Asia’s long-term outlook

China’s policies have been turning highly accommodative. By allowing budget deficit to widen to above 3%, it is a very strong indication of China’s commitment to prop up growth. However, despite the political commitment to stabilise growth in China, the multilayered problems causing China’s slowdown means that it is unlikely we will see a quick recovery. The property sector and weak consumer sentiment remains to be addressed. The actual gross domestic product (GDP) numbers and pre-sales in the property sector will need to pick up on a sustained basis before market confidence can be restored. That said, First Sentier Investors’ Asian Fixed Income team (“the team”) believes that the Chinese economy will emerge much stronger from this consolidation process and maintains a positive long-term outlook for the economy.

Asian economies have been resilient thus far, but effects from China’s slowdown cannot be ignored. The growth outlook in Asia is showing signs of weakness especially for exports-oriented countries including Singapore, South Korea and Taiwan. Caused not only by China’s slowdown, but it is also a reflection of the lackluster demand from developed economies. Within the Asian region, countries with a stronger domestic story, such as India and Indonesia would likely fare better. Against this weakening external backdrop, most Asian central banks have paused rate hikes as inflation moderated and shifted attention to supporting growth. The team remains constructive on the region’s longer-term growth prospects as Asian economies continue to move up the value chain in the global economy.

| PROVIDED RECORDS |
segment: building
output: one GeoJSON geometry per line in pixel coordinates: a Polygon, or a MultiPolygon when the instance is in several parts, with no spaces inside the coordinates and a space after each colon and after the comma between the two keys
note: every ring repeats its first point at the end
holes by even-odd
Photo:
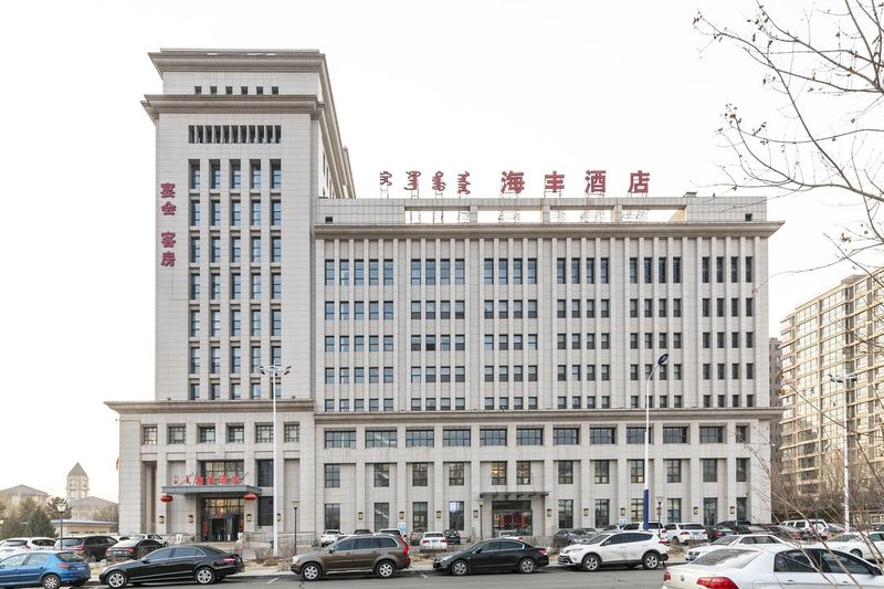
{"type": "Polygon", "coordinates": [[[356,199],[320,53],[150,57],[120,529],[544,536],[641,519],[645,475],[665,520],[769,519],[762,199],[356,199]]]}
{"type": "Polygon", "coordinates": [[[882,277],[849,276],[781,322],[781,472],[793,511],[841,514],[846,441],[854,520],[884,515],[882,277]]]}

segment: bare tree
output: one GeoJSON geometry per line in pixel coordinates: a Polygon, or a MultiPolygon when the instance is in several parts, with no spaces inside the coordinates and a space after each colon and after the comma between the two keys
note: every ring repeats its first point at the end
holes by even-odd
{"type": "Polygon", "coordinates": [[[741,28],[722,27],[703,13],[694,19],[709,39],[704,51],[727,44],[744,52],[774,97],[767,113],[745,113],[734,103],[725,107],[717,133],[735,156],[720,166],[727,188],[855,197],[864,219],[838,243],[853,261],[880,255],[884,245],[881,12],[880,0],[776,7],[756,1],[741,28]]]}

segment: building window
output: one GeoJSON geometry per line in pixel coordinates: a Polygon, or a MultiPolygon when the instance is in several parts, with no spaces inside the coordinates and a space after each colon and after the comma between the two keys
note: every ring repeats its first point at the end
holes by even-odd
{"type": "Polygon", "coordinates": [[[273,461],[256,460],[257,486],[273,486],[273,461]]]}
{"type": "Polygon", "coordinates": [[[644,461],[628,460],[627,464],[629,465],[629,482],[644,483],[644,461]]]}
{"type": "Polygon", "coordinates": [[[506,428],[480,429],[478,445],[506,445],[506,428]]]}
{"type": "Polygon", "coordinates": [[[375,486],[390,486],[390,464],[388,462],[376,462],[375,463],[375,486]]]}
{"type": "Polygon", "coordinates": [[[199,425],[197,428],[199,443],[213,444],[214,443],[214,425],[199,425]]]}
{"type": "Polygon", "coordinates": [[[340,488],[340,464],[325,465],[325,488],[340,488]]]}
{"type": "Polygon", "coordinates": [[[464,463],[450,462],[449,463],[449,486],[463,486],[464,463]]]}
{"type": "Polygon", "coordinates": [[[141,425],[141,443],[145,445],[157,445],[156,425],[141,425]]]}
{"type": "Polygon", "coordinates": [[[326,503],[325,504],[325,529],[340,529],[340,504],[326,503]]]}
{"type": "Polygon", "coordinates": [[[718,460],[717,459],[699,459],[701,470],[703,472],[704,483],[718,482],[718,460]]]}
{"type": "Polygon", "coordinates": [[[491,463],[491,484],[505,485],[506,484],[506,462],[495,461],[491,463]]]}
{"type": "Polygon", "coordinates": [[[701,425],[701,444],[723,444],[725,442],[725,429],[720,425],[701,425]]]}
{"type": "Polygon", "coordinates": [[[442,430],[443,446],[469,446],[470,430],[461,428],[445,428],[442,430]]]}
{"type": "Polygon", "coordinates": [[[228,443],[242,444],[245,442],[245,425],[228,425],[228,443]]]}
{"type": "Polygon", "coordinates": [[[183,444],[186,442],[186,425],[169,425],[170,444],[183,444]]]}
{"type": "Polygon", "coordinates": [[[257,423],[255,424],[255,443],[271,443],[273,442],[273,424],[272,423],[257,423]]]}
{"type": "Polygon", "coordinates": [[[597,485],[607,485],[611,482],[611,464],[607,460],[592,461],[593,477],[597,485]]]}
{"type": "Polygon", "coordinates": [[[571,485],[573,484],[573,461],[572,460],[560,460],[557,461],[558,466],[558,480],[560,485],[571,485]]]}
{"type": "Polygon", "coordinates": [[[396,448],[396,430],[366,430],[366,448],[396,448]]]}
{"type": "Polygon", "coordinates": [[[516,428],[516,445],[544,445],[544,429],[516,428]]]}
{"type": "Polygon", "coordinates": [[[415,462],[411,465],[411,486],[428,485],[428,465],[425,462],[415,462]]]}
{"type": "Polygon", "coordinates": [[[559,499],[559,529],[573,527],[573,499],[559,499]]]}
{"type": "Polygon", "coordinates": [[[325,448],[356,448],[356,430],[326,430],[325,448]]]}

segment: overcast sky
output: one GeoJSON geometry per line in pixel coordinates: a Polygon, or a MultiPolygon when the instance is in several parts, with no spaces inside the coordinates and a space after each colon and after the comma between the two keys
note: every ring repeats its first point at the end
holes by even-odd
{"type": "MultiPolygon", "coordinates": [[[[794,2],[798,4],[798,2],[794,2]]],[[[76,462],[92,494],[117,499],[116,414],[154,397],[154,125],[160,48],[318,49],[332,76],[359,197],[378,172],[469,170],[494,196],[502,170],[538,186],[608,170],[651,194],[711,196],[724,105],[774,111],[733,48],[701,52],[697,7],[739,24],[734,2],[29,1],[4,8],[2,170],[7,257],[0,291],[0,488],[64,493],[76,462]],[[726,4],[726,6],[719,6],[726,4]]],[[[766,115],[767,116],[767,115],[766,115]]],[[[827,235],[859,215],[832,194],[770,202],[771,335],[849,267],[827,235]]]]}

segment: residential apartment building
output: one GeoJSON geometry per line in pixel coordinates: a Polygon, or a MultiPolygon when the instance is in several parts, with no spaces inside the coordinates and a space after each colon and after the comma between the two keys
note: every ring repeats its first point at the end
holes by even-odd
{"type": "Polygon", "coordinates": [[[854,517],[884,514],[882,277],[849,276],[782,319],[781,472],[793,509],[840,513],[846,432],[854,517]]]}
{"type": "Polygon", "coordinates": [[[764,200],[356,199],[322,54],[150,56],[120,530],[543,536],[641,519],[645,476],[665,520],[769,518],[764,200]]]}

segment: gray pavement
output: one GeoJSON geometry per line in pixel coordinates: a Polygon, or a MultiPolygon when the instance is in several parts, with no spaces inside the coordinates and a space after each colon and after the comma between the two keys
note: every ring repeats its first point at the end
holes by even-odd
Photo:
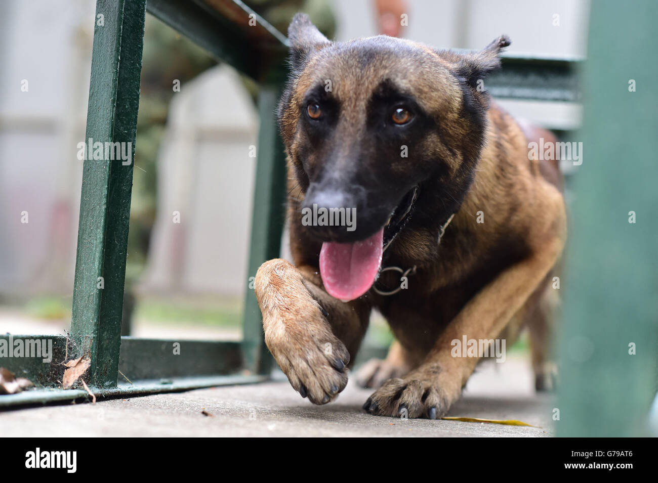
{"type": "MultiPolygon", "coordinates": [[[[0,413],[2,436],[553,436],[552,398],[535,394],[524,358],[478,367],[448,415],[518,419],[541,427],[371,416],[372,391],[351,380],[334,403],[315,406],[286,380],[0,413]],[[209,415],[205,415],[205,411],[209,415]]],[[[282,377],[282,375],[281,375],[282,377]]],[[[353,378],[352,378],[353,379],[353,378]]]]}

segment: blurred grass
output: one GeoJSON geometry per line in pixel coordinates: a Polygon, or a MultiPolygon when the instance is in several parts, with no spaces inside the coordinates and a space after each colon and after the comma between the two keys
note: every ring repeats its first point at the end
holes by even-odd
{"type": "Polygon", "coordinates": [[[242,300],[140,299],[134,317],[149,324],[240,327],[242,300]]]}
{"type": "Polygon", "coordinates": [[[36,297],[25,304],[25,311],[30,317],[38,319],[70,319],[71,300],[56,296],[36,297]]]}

| AIM A |
In the text about Asia's long-term outlook, which two countries with a stronger domestic story are expected to fare better?
| AIM B |
Extend the text about Asia's long-term outlook with a few sentences that follow on from its final sentence.
The records have no connection to the text about Asia's long-term outlook.

| WRITTEN RESPONSE A |
India and Indonesia.

| WRITTEN RESPONSE B |
Are we at the end of the rate hike cycle?

Entering 2024, the First Sentier Investors’ (FSI) Asian Fixed Income team expects global growth, in aggregate, to be slower compared to 2023. As savings run dry, jobless claims on the rise and retail sales weaken, the team is beginning to see the sobering reality of an economy under strain due to the prolonged high interest rate and high inflationary environment. The Federal Reserve (Fed) will most likely adopt a wait-and-see approach over the next few months before deciding on their next move. Barring a reacceleration of inflation in 2024, the team believes we should be at the end of the current rate hike cycle.

Positioning with a long-duration strategy

With the end of the rate hike cycle looming on the horizon, investors could consider a long-duration fixed income strategy. This strategy could be particularly attractive in a low interest rate or rate-cutting environment, as longer duration bonds may offer higher yields than shorter duration bonds.

What is fixed income and the relationship to interest rates?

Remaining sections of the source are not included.